What do the lines say from the one containing "Practice step: point at the floral" to the end of the records? Restate them word for word, and only those.

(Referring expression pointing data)

┏━━

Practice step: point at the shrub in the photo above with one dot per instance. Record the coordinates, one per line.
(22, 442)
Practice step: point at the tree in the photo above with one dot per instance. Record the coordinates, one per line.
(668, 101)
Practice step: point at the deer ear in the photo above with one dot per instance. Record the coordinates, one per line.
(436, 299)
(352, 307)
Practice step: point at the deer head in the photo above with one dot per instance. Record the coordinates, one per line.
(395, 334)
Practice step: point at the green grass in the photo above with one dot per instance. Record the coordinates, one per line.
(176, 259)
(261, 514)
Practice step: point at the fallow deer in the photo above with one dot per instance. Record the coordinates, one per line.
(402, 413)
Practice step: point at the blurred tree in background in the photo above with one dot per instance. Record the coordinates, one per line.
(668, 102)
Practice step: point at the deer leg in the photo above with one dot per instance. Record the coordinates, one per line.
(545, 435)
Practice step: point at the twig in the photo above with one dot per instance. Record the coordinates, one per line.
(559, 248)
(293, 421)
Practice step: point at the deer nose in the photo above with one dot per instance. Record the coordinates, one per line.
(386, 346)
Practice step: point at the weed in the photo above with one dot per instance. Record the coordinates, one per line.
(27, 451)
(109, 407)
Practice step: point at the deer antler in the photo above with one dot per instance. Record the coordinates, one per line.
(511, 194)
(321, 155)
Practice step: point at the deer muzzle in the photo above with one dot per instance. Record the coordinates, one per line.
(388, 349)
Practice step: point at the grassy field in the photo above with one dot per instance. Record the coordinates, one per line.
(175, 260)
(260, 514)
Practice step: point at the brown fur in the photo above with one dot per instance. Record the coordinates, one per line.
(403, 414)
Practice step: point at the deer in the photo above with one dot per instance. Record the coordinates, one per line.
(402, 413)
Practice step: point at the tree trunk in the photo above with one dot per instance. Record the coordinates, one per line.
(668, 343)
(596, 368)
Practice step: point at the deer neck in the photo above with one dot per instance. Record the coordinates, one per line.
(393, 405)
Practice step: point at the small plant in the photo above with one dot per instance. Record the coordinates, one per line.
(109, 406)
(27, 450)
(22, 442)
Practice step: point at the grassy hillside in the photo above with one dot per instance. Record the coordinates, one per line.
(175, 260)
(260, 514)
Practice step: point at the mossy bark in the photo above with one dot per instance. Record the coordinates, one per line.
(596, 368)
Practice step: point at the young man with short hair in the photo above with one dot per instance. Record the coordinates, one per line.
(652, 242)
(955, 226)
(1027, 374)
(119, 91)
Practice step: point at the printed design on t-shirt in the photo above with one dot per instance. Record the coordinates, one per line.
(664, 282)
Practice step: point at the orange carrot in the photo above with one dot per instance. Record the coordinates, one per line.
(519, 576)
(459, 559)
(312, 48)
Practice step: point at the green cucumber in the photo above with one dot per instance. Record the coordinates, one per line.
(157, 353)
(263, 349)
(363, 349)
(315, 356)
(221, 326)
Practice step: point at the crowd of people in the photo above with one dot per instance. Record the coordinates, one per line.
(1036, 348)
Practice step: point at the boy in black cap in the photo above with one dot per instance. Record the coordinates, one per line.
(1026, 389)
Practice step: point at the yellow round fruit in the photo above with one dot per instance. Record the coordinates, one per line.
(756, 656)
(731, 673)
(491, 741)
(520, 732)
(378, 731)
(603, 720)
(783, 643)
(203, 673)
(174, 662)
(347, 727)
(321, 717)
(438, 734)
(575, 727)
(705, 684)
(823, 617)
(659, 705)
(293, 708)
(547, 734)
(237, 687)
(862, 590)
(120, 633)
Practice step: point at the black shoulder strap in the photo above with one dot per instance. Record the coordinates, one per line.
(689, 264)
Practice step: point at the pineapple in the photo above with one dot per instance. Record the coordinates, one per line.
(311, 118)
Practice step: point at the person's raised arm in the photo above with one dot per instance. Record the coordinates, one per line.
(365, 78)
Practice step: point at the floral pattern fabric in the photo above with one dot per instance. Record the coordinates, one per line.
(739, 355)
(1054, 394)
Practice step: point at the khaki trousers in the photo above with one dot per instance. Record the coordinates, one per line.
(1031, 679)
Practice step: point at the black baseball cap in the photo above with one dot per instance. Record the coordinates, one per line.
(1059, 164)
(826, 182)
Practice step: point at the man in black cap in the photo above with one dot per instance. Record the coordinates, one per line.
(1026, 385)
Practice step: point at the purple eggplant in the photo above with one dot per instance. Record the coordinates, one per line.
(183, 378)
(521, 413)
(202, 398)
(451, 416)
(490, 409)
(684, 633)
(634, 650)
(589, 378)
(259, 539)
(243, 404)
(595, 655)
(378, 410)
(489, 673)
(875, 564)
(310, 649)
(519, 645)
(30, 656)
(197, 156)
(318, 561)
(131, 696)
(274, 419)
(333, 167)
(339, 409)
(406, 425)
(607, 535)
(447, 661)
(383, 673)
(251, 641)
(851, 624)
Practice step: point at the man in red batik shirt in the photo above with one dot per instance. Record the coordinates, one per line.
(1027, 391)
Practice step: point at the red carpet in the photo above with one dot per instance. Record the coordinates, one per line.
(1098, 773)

┗━━

__FINAL ANSWER__
Practice step: point at the floral pattern fabric in the photo above with one dot per instance. Record the coordinates, one per line.
(739, 355)
(1054, 394)
Practice step: point at the khaki trousers in the photo above with one dot per instance. Record the coordinates, one per line.
(1031, 679)
Practice step: point at the black baseball cap in the photo above with one dot per instance. Record the coordinates, one per line.
(1059, 164)
(826, 182)
Practice step: point at the man in black cap in the photo above with one dot per instance. Record the coordinates, one per line.
(1026, 385)
Practice step: point at the purple eggplant in the photo above with one dot per instance. Record the coordinates, one per line.
(183, 378)
(521, 413)
(202, 398)
(451, 416)
(490, 409)
(684, 633)
(634, 650)
(589, 378)
(259, 539)
(243, 404)
(595, 655)
(378, 410)
(489, 673)
(875, 564)
(310, 649)
(519, 645)
(30, 656)
(197, 156)
(318, 561)
(131, 696)
(274, 419)
(333, 167)
(339, 409)
(406, 425)
(607, 535)
(447, 661)
(383, 673)
(251, 641)
(851, 624)
Practice step: point at the man in red batik shirt in the photo above with one dot per instance. Record the coordinates, one per line.
(1027, 391)
Practice step: point at the red carpet in the photo above with one dot per instance. Record the coordinates, one per line.
(1098, 773)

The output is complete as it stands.